Records:
----------

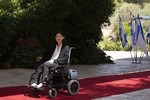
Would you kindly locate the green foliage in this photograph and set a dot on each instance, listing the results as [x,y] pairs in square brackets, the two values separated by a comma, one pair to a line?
[79,20]
[124,9]
[25,53]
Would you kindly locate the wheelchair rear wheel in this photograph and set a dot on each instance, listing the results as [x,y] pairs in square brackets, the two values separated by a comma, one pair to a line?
[52,93]
[73,87]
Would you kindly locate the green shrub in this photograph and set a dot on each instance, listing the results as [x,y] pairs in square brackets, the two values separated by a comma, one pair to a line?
[26,52]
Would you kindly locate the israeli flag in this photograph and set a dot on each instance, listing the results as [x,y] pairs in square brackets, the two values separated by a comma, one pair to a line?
[148,35]
[139,36]
[132,31]
[122,34]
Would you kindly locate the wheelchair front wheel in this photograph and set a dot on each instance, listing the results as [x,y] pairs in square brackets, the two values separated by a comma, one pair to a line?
[73,87]
[52,93]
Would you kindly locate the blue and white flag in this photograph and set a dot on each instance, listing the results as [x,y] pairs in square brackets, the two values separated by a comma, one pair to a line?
[148,35]
[132,31]
[139,36]
[122,34]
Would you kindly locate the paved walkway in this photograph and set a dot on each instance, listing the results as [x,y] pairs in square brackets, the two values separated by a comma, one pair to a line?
[123,64]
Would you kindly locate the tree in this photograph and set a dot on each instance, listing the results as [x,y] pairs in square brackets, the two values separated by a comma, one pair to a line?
[80,20]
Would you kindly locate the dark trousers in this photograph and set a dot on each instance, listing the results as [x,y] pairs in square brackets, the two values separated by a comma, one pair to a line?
[43,69]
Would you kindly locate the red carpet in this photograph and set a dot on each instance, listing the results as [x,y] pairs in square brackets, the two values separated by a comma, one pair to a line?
[90,88]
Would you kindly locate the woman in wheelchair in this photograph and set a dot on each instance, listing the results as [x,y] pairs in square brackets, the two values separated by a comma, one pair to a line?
[58,53]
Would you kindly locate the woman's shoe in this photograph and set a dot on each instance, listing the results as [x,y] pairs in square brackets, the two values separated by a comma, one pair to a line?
[33,85]
[39,85]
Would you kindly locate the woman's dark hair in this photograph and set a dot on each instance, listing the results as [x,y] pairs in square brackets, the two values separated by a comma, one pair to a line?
[58,32]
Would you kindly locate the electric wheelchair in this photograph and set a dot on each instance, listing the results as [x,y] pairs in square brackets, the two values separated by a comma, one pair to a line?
[59,78]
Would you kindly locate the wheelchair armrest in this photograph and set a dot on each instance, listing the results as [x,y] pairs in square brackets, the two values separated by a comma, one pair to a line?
[63,63]
[39,58]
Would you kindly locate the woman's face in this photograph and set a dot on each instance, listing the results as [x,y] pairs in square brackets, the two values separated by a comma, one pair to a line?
[59,38]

----------

Task objective:
Each entry above must come back exactly as written. Drop the images.

Final answer:
Would you kindly locate the green foliage in this photograph and set a dot on each instance, listing the results as [x,y] pairs in square brackets, the two values separated by a comma, one pair to a line?
[79,20]
[124,9]
[25,53]
Would you kindly locate the wheelchair rear wheel in this photograph and set a dot on each instance, listing the results as [x,y] pairs in square brackets, the two values separated by a comma, one pair to a line?
[52,93]
[73,87]
Would you kindly locate the green shrub in this photograph and set a dot on each instance, listing the results as [x,y] pairs in square brackets, the two values separated by a comma, one pair to a line?
[26,52]
Would you kindly locate the israeli flag in this photograph and set a dot on each instance, listing the results as [x,y] pairs in square brackets, the two values separated by a comma, one pair to a line?
[148,35]
[139,36]
[132,31]
[122,34]
Would you kindly locate the wheelchair front wheel in this photograph and set a dot on each instance, listing the results as [x,y] pairs in square brackets, the two values separated by a comma, one pair to a line?
[73,87]
[52,93]
Would you kindly locate the blue and white flag in this photograph and set a dot on each instance, listing the results as [x,y] pairs in square brackets, the two values separated by a comma, one pair to a line?
[148,35]
[132,31]
[139,36]
[122,34]
Would you kindly locate the paved walkway in this photograph and set a dot on each instance, listing the results as [x,y] pairs in square brackets, the two values separated by a comma, one pair to a line?
[123,64]
Would you kindly locate the tree in this photograph and set a dot on each instance, listing the results as [x,y] pairs in square brackets, the two values separated by a comma, one pair to a line?
[80,20]
Would you kindly locate the dark trousers in this photograph and set a dot on each instance, listing the results as [x,y] pairs in square brackets, the two values separated by a comma, one pair to a line?
[43,69]
Would you kindly locate the red carpet in this photograph and set a dot on each instance, listing the results as [x,y] pairs in square brackets, the two values separated by a comma, one pair to a line?
[90,88]
Would you kindly locate the woman in wheelchair in this photograph and set a dot on each instance, listing the results as [x,y] pairs in square brackets, the two values separated by a comma, one pair to a line?
[58,53]
Would you kindly locate the woman's shoe in this photograph and set a dot on each instance, listing the results as [x,y] pairs in square brackets, the two values separated by a comma, one pair to a line?
[33,85]
[39,85]
Would you kindly locate the woman's dark hair in this photograph and set a dot on each instance, listing the results as [x,y] pairs in square brackets, the two values separated by a comma, one pair to a line?
[58,32]
Would you kindly locate the electric wheelchair in this photograph and set a dot on each instance, listing the results as [x,y] pairs in square brackets, the two values separated by a comma, one pair to a line?
[59,78]
Would you kindly locate the wheelchair armrest in this photograph and set a dot on each instance, listing the results as [x,y] pairs in square brackets, the two values separated by a comma, one pair to a line?
[63,63]
[39,58]
Would you kindly locate the woman's face in this photograph and set a dot on each instance, listing the results as [x,y] pairs in square brackets, the two values separated by a comma, one pair to a line?
[59,38]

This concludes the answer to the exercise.